▶ _YOUR TASKS_
- a) Answer these questions from the post about the Christmas tree, one per line:
(i) How many years had the family used the fake tree?
(ii) What had to be cut off the real tree so it would fit into the house?
(iii) How tall was the artificial tree in the son's hospital room?
- b) Resume the post about the Christmas tree, starting after its last sentence.

SOURCE TEXT below:

Thursday, December 29, 2016

The Christmas Tree Tantrum, and Mittens




 
 
 



 
 

 
I've long said that our fake Christmas tree of the past 10 years has many times saved my marriage.  Long gone were the fights about how many lights to put on the tree, finding the 'perfect' tree, and what size would actually fit into our house.


Something nostalgic about having a daughter all grown-up possessed us to go cut down a real tree.  Our kids were thrilled, however, after getting it into the house I was reminded of all the reasons why we had a fake one in the first place.  I hated it, and threw a tantrum just like my two-year-old.  I wanted it to be perfect! It was not.  It wasn't full and even.  There was a large gap on one side, not hidden by turning the tree.  To fit it into the house, we had to cut off all the bottom branches, where the fullness had been.  It bothered me for days.  What I didn't realize, was that after all the lights were on, and the ornaments in place, it's natural beauty would shine through.  The imperfections of a real tree, of course, become part of it's charm.  It did finally grow on me, until I loved it, and I learned an important lesson, I think.


The 'perfect' tree, however, ended up being a tiny, two and a half foot, ugly, artificial tree in our son's hospital room this month.  We brought it with us, and hung some mini-lights and ornaments on it to cheer the space. It brought comfort to us, as well as joy to doctors, nurses, and visitors that came by.

End of SOURCE TEXT.
INFORMATION below:

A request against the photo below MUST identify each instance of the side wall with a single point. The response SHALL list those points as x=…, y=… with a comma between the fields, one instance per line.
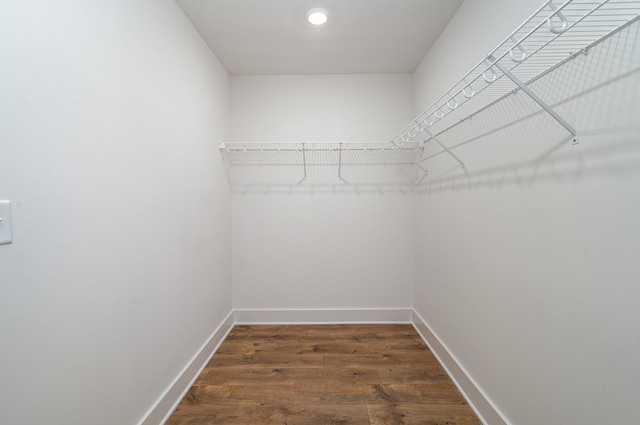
x=527, y=267
x=120, y=267
x=313, y=246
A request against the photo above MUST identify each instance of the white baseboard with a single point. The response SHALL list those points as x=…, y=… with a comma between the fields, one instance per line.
x=166, y=404
x=479, y=402
x=488, y=413
x=324, y=316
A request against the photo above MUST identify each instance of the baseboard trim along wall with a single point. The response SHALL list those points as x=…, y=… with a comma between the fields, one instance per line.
x=488, y=413
x=323, y=316
x=479, y=402
x=167, y=403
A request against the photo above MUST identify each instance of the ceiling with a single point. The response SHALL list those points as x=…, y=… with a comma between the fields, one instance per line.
x=361, y=37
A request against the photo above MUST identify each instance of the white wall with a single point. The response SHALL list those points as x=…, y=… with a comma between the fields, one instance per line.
x=120, y=267
x=527, y=268
x=322, y=246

End of INFORMATION.

▶ _RESPONSES IN ORDER_
- a)
(i) 10 years
(ii) All the bottom branches
(iii) Two and a half feet

- b)
Image may contain: plant, christmas tree and indoor

I had never imagined or thought about what an extended stay in a children's hospital could be like in the month of December.  Our son had a scheduled, expected, procedure that went well, however as the days passed, I saw many things that opened my eyes and my heart: cancer patients in pain, little babies hooked-up to tubes and alone, and the best, most patient, nurses in the whole world.  I met mothers who had been in and out of the hospital for months with their little ones.


During my stay there, I managed to finish some knitting projects: some gnomes and some booties.  I ran across a baby Norwegian cap I had knitted this summer, and as you know if you are a knitter, all baby hats are cursed; this one about two sizes too small for a newborn.  It was stuffed into the bottom of the knitting bag, having been forgotten.  I know God puts us in the right place at the right time though, because that little hat sized for a doll, made it's way down to the Neo-natal ICU, where it was very gratefully accepted.  So, I knitted on, finally finishing my very first pair of Norwegian mittens.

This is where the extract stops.